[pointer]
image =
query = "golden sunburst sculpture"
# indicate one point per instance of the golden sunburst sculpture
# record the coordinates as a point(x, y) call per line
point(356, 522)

**WHAT YOU ARE ASKED TO DO**
Output the rows above as a Markdown table with two columns, No. and Line, giving each non-blank line its own number and leaving blank lines out.

**WORKED SOLUTION**
| No. | Line |
|---|---|
| 1 | [pointer] |
| 2 | image = |
| 3 | query = "golden sunburst sculpture" |
| 4 | # indicate one point per instance of the golden sunburst sculpture |
| 5 | # record the coordinates as a point(x, y) call per line |
| 6 | point(356, 522) |